When you say "post-completion of the task", are you referring to the return of map_blocks/make_chunk or some other task? Note that del does not guarantee that the object will be immediately freed, only after garbage collection runs you can be sure of that.

2. CPU-based dask seems to use much less memory.

With your CPU version of the code I also see memory peaks at ~7GB on my end, which is similar to what I see in your original/GPU code. I'm not sure exactly what you're seeing on your end, but I cannot reproduce the CPU-only setup using much less memory as you're reporting.

ilan-gold · 2024-06-24T13:54:09Z

When you say "post-completion of the task", are you referring to the return of map_blocks/make_chunk or some other task? Note that del does not guarantee that the object will be immediately freed, only after garbage collection runs you can be sure of that.

I am saying after the final compute call when nothing else is happening, the memory that both dask and top report as still being held is about 4GB.

With your CPU version of the code I also see memory peaks at ~7GB on my end, which is similar to what I see in your original/GPU code. I'm not sure exactly what you're seeing on your end, but I cannot reproduce the CPU-only setup using much less memory as you're reporting.

Yup, I'm saying that the peak is the same, about 7GB, but it returns to near-0 GB during processing insteading of staying at 4GB as a baseline as on the GPU version.

pentschev · 2024-06-24T14:24:09Z

Yup, I'm saying that the peak is the same, about 7GB, but it returns to near-0 GB during processing insteading of staying at 4GB as a baseline as on the GPU version.

Measuring by eyeballing may be tricky here. I wouldn't be surprised if the GPU implementation seemingly doesn't drop as much because the processing is much faster and values simply do not update fast enough. With that said, unless you're measuring at high-frequency, I wouldn't trust too much the appearance that they are behaving differently.

Task
In the forum thread, how much memory do both dask and top report as still held after the final compute call?

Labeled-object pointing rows
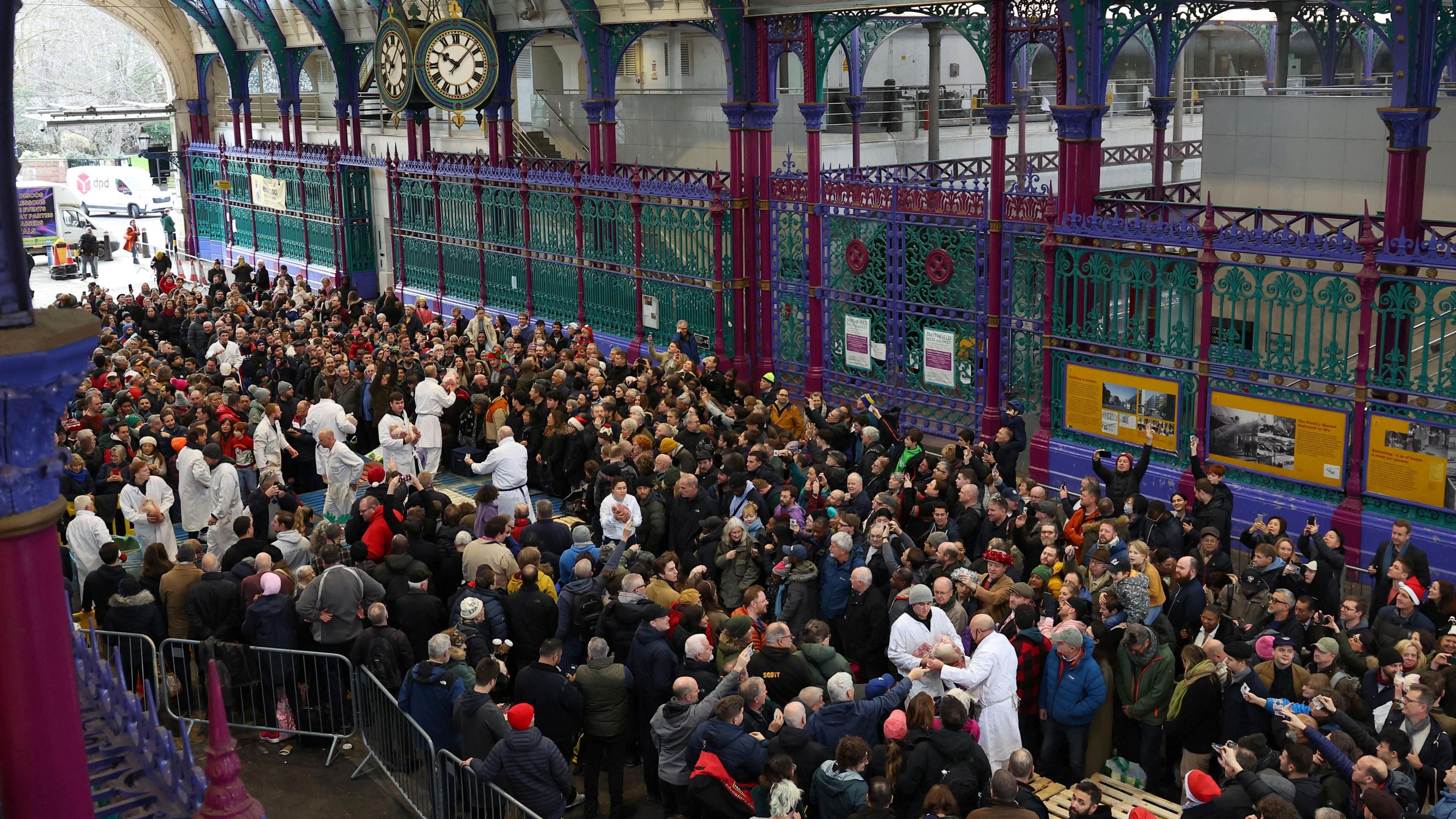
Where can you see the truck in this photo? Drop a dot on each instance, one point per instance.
(50, 210)
(117, 190)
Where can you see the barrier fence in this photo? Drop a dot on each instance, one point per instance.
(273, 690)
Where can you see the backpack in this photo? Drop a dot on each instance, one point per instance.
(963, 784)
(381, 661)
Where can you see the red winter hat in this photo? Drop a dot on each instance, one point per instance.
(520, 716)
(1202, 789)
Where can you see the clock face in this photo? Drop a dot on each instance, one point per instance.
(456, 65)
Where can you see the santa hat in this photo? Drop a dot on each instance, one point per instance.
(1200, 789)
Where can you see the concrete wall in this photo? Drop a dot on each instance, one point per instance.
(1314, 154)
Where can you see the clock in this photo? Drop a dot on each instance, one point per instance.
(394, 49)
(456, 63)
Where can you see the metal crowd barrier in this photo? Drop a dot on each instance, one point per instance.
(271, 690)
(397, 742)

Answer to the task
About 4GB.